Quanto à importância desse humanismo no ensino básico, Ricardo o faz integrar a
formação para a cidadania necessária na formação inicial do cidadão.
Isso
permite esperar tanto a revalorização das humanidades na formação
universitária, às quais Ricardo Vélez sempre deu atenção destacada e é tão
necessária quanto a competência técnica e profissional na formação do estudante,
quanto a educação interdisciplinar orientada para a formação da cidadania, na
escola fundamental, que seria entregue aos municípios, na melhor tradição
visigótica.
O
aprofundamento das chamadas humanidades representa uma orientação que intelectuais
como Ortega y Gasset e boa parte dos fenomenólogos fizeram desde o século
passado. Eles pretendiam assim enfrentar a superficialidade e outros males
advindos da falta de reflexão presente nas sociedades de massas. Esse estudo consiste
no entendimento e aprofundamento do legado que veio desde os tempos clássicos,
antiga Grécia e Roma, e foi revisitado no final da Idade Média e Renascença.

------------------------------------------------------------------------

» **ENUNCIADO A**:
De acordo com o trecho exibido, a quem seria entregue a educação interdisciplinar da escola fundamental?

------------------------------------------------------------------------

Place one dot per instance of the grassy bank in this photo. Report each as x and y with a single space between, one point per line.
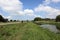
26 31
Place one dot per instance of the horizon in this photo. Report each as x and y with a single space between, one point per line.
29 9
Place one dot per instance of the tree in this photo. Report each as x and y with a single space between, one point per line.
37 19
58 18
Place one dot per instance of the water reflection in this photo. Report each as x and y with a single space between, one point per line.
50 27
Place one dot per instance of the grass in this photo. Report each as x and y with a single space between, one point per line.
49 22
26 31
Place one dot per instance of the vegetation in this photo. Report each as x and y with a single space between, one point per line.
26 31
37 19
58 18
2 19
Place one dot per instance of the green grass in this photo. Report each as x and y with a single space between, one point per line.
26 31
49 22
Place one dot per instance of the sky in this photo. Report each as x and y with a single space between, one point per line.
29 9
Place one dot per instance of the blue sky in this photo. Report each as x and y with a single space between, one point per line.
29 9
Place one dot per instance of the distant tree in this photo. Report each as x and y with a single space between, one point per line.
11 20
58 18
6 20
37 19
2 19
47 19
15 20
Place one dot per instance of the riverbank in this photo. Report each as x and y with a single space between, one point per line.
26 31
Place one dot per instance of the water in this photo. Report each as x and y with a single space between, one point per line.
50 27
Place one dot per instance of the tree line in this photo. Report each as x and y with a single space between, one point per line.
2 19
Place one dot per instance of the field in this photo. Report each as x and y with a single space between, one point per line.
26 31
49 22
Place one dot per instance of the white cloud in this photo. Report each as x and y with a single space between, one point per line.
52 12
55 1
11 5
46 2
29 12
8 17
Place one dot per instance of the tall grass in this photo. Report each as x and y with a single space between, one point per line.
26 31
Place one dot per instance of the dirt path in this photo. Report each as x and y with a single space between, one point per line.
9 23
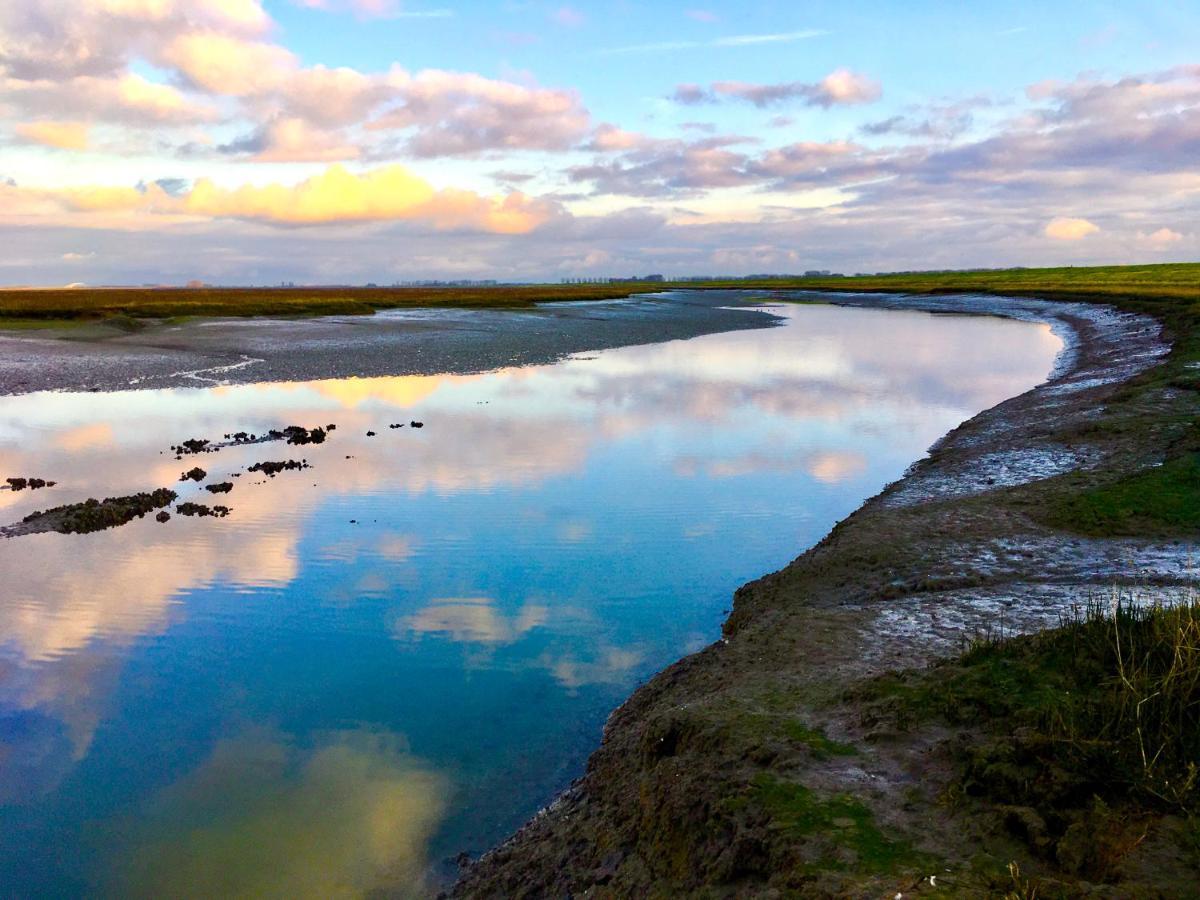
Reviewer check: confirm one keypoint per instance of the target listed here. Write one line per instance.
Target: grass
(1162, 499)
(27, 307)
(1153, 283)
(1081, 733)
(843, 821)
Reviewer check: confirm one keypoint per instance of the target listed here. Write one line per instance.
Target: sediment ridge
(751, 769)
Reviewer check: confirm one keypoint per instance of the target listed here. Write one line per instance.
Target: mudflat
(774, 763)
(239, 351)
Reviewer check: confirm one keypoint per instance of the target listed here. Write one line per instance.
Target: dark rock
(274, 468)
(199, 509)
(95, 515)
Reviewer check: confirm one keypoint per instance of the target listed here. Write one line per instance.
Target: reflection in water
(263, 817)
(490, 586)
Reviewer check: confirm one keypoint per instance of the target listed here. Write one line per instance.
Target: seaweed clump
(199, 509)
(33, 484)
(95, 515)
(273, 468)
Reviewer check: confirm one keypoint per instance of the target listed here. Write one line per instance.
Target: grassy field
(27, 307)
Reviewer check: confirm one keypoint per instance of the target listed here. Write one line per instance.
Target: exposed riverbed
(429, 624)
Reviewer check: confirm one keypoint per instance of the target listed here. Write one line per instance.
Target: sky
(253, 142)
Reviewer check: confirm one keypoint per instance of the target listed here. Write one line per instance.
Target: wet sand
(395, 342)
(952, 550)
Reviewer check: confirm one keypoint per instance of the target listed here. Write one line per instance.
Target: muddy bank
(396, 342)
(753, 768)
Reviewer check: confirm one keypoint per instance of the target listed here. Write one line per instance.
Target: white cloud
(1065, 228)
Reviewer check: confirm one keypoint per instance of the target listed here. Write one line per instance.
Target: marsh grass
(1171, 283)
(1113, 695)
(1077, 737)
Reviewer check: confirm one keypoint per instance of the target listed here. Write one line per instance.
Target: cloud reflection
(263, 816)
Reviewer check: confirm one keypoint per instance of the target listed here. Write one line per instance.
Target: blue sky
(239, 141)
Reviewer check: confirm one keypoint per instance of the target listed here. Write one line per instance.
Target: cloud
(227, 65)
(129, 100)
(841, 87)
(1164, 238)
(65, 39)
(375, 9)
(293, 141)
(463, 114)
(387, 193)
(727, 41)
(1069, 229)
(64, 136)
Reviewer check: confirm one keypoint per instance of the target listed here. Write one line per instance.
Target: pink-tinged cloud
(63, 136)
(66, 39)
(221, 64)
(294, 141)
(1069, 229)
(463, 114)
(335, 196)
(607, 138)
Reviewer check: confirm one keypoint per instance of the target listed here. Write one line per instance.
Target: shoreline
(955, 546)
(396, 342)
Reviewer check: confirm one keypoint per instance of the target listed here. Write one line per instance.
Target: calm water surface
(405, 651)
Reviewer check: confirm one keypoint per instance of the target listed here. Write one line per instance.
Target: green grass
(1108, 705)
(1157, 283)
(815, 739)
(840, 820)
(1163, 499)
(1173, 281)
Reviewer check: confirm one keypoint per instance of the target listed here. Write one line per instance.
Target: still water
(402, 652)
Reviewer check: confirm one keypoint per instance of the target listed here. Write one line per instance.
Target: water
(405, 651)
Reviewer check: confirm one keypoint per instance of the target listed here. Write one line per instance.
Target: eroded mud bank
(750, 769)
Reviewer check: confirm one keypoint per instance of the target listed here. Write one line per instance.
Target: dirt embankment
(754, 767)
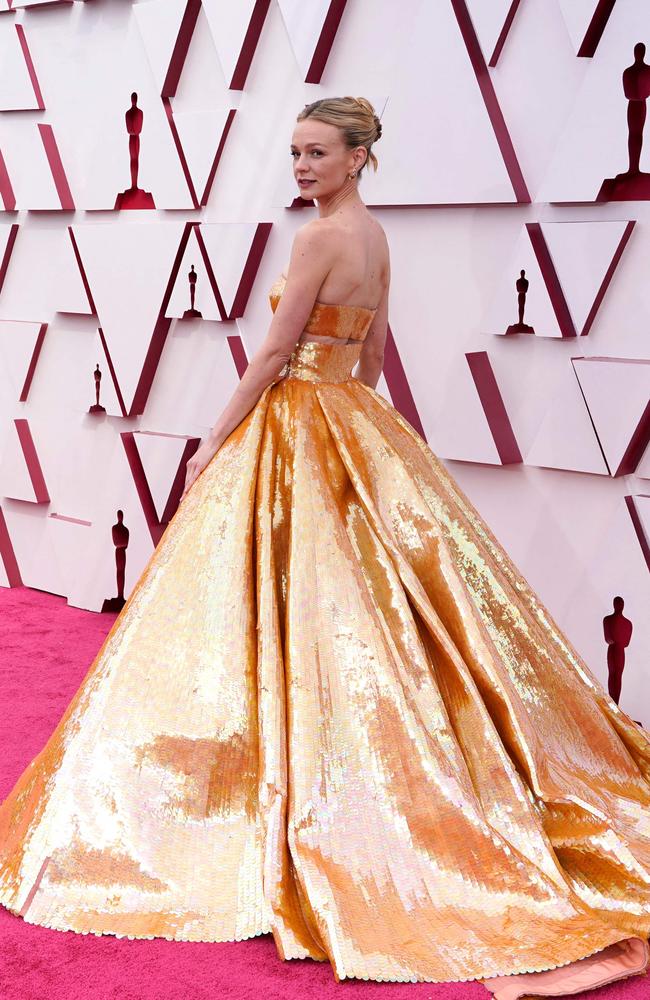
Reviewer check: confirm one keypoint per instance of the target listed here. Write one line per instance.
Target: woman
(332, 708)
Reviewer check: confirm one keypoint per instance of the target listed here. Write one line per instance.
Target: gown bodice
(326, 362)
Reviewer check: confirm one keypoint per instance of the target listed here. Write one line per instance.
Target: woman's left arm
(310, 262)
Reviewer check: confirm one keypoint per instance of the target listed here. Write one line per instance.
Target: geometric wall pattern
(513, 195)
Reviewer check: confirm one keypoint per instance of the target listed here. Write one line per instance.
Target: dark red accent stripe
(503, 34)
(491, 103)
(30, 66)
(609, 274)
(236, 346)
(251, 267)
(593, 425)
(32, 460)
(6, 189)
(551, 280)
(217, 156)
(596, 27)
(493, 407)
(398, 385)
(178, 483)
(325, 41)
(181, 46)
(4, 264)
(638, 527)
(82, 271)
(181, 152)
(33, 362)
(56, 167)
(637, 445)
(250, 44)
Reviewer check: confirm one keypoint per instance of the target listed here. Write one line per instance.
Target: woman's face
(321, 158)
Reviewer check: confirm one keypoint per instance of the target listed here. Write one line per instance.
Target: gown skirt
(333, 710)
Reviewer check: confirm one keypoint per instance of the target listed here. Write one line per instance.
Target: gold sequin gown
(333, 709)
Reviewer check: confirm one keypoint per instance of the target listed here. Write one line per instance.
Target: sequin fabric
(332, 709)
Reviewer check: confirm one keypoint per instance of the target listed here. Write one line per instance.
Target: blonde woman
(332, 709)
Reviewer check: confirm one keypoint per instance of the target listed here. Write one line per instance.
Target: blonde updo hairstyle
(354, 116)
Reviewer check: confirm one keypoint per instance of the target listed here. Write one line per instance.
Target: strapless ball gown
(332, 709)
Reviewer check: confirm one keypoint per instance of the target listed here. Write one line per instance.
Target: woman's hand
(206, 451)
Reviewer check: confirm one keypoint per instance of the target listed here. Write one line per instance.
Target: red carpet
(46, 649)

------------------------------------------------------------------------

» **ENUNCIADO B**:
Retorne cada linha das entradas em que aparece a palavra "blonde".

» **RESOLUÇÃO DO EXERCÍCIO A**:
Aos municípios.

» **RESOLUÇÃO DO EXERCÍCIO B**:
Target: blonde woman
Target: blonde updo hairstyle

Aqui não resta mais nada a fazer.